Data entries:
....

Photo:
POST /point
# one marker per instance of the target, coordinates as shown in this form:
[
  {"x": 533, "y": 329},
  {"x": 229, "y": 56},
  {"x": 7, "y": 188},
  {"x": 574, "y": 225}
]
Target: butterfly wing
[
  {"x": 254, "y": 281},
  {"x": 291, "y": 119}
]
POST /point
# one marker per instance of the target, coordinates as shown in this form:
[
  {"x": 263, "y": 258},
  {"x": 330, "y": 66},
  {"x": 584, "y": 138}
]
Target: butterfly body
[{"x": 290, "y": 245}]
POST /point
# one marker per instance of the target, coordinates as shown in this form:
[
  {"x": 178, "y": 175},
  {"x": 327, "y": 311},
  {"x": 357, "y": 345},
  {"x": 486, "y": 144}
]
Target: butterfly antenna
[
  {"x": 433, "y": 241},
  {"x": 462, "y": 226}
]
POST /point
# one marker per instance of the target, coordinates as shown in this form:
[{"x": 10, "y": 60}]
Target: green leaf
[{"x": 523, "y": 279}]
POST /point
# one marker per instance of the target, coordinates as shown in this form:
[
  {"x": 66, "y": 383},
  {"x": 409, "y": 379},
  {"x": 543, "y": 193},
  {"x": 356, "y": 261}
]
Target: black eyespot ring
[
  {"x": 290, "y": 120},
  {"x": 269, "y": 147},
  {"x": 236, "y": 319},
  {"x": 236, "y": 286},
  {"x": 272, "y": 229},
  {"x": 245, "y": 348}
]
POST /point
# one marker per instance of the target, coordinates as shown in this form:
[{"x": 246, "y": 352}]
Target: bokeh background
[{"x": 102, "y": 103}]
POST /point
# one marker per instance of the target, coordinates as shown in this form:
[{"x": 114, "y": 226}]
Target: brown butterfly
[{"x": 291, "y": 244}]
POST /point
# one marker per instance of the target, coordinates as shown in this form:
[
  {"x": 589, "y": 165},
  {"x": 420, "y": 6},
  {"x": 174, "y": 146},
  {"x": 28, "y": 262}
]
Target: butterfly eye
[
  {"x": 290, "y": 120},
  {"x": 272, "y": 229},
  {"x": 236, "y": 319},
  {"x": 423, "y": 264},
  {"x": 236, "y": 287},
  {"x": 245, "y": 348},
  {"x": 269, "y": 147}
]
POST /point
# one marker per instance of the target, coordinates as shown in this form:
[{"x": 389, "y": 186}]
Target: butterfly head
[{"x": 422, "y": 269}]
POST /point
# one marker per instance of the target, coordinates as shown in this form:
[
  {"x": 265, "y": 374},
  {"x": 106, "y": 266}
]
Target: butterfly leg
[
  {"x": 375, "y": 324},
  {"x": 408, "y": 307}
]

....

Your objective:
Every entry should be printed again exactly as it stands.

Answer section:
Photo:
POST /point
# one marker per instance of the target, coordinates as shown in this form:
[
  {"x": 533, "y": 329},
  {"x": 229, "y": 56},
  {"x": 7, "y": 188},
  {"x": 574, "y": 225}
]
Target: butterfly wing
[
  {"x": 254, "y": 281},
  {"x": 291, "y": 119}
]
POST /point
# one marker per instance of the target, coordinates as shown in this form:
[
  {"x": 263, "y": 258},
  {"x": 330, "y": 66},
  {"x": 584, "y": 138}
]
Target: butterfly body
[{"x": 290, "y": 245}]
POST /point
# one marker per instance of the target, coordinates as shown in this form:
[
  {"x": 178, "y": 175},
  {"x": 327, "y": 311},
  {"x": 357, "y": 345},
  {"x": 486, "y": 144}
]
Target: butterfly antenna
[
  {"x": 433, "y": 241},
  {"x": 462, "y": 226}
]
POST /point
# one marker per instance of the target, coordinates as shown in this form:
[{"x": 10, "y": 60}]
Target: green leaf
[{"x": 523, "y": 279}]
POST /point
# one marker per instance of the target, coordinates as shown in this form:
[
  {"x": 66, "y": 383},
  {"x": 409, "y": 379},
  {"x": 543, "y": 193},
  {"x": 356, "y": 261}
]
Target: black eyespot ring
[
  {"x": 290, "y": 120},
  {"x": 269, "y": 147},
  {"x": 236, "y": 319},
  {"x": 236, "y": 286},
  {"x": 272, "y": 229},
  {"x": 245, "y": 348}
]
POST /point
# one marker per instance of the target, coordinates as shown in this form:
[{"x": 246, "y": 352}]
Target: bokeh background
[{"x": 102, "y": 103}]
POST /point
# one marker per instance of the target, coordinates as shown in this form:
[{"x": 114, "y": 226}]
Target: brown butterfly
[{"x": 291, "y": 244}]
POST /point
# one marker per instance of the target, coordinates as shown in this form:
[
  {"x": 589, "y": 165},
  {"x": 420, "y": 6},
  {"x": 174, "y": 146},
  {"x": 28, "y": 262}
]
Target: butterfly eye
[
  {"x": 290, "y": 120},
  {"x": 272, "y": 229},
  {"x": 236, "y": 319},
  {"x": 423, "y": 264},
  {"x": 236, "y": 287},
  {"x": 245, "y": 348},
  {"x": 269, "y": 147}
]
POST /point
# one marker per instance of the target, coordinates as shown in this form:
[{"x": 389, "y": 186}]
Target: butterfly head
[{"x": 422, "y": 269}]
POST /point
# one marker per instance of the target, coordinates as shown in this form:
[
  {"x": 265, "y": 374},
  {"x": 106, "y": 266}
]
Target: butterfly leg
[
  {"x": 375, "y": 324},
  {"x": 408, "y": 307}
]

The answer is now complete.